PROVIDED PASSAGE START
There are better alternatives to minimum wage that don't have the same problems with AI.

one example:

https://en.m.wikipedia.org/wiki/Negative_income_tax

People think wanting to get rid of minimum wage is to be against helping poor people; it's actually the exact opposite. Being against minimum wage is to be against the problems it brings - not being against the poor.

Too bad in the United States there is pretty much no chance for a NIT, so minimum wage is the closest we can get.
> You can't lower your minimum wage by law, but you also can't live on that, either.

But, given the context of discussion, the only other alternative is to have no wage at all. Being able to buy some things allows you to live better than being able to buy no things. We're not talking about the real world where automation creates more jobs than it destroys, we're talking about a hypothetical world where your only choice is to go directly head-to-head with automation. You have no hope of winning if the law forces you to charge more than the competition.

> It prevents employers from creating jobs that prevent a person from ever being successful.

You're slightly off on that. Minimum wage prevents employees from competing against each other once the price reaches the defined minimum. It's to protect you from other workers, not the employer. Minimum wage exists precisely because people have proven over and over again that they will sharpen their pencils and figure out how to do job for less than you in order to get the job over you.

If there was nobody to undercut you, employers would be forced to pay you whatever you want. This is why software developers, who are limited in availability relative to the jobs available to them, are generally able to charge significantly larger amounts of money. Jobs at the minimum have such an overabundance of labour that they're all fighting for the limited number of spots, and thus there is always someone willing to work for less to get the job.

> Who does the OP think this person is that can live on $5/hr or lower? Minimum wage _as it is_ is arguably too low.

Although it seems kind of silly to compare the needs of our current situation to some hypothetical future where everything is automated. If humans were doing all the work that automation currently does today, the current minimum wage wouldn't just be arguably too low, it would be but a tiny fraction of what would be necessary to survive. Food, for instance, would easily be 10x more expensive than it is now if we didn't have all of the efficient automation keeping the costs down. Imagine trying to live on the current minimum wage while paying an order of magnitude more for your groceries. With automation taking over in this hypothetical future, the cost of living will have no relationship to what we're accustom to in this current reality.

Do you really think that people can survive earning 1/3 of the minimum wage? They will be much better off just becoming beggars.
PROVIDED PASSAGE END
DATA FOR ANALYSIS START
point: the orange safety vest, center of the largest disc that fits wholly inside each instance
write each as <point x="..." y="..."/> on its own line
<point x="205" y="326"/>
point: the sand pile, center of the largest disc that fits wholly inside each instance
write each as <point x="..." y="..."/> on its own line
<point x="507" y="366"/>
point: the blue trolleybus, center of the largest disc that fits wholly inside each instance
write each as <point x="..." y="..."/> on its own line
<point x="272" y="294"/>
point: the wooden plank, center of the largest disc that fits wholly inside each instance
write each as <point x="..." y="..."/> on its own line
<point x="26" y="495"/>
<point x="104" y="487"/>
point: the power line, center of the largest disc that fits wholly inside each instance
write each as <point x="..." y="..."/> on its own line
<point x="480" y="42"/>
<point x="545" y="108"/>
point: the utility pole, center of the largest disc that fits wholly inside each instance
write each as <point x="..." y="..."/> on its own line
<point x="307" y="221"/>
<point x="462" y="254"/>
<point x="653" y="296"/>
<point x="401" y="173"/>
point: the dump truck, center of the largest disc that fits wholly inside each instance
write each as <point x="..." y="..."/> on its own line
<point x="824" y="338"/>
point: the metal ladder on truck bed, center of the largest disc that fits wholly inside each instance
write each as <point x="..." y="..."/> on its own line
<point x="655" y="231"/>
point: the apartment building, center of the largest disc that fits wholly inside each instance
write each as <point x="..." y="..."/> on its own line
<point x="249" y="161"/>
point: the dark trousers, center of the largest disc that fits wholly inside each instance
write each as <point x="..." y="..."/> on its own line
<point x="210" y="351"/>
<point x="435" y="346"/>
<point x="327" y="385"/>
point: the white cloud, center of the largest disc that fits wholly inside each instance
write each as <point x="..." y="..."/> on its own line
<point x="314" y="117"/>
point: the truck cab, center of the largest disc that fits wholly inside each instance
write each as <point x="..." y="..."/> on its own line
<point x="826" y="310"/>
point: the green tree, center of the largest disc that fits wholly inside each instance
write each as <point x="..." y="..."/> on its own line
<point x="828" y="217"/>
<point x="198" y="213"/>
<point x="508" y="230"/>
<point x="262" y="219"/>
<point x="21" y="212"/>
DATA FOR ANALYSIS END
▸ **YOUR INSTRUCTIONS**
For each statement below, say yes or no to whether it agrees with the minimum wage discussion, and quote the words of the discussion that decide it. (a) Minimum wage protects workers from other workers rather than from the employer. (b) In the real world, automation destroys more jobs than it creates. (c) A negative income tax has a good chance of being adopted in the United States.

▸ **ANSWER FOR THE TASK**
(a) Yes: "It's to protect you from other workers, not the employer."
(b) No: "We're not talking about the real world where automation creates more jobs than it destroys"
(c) No: "Too bad in the United States there is pretty much no chance for a NIT"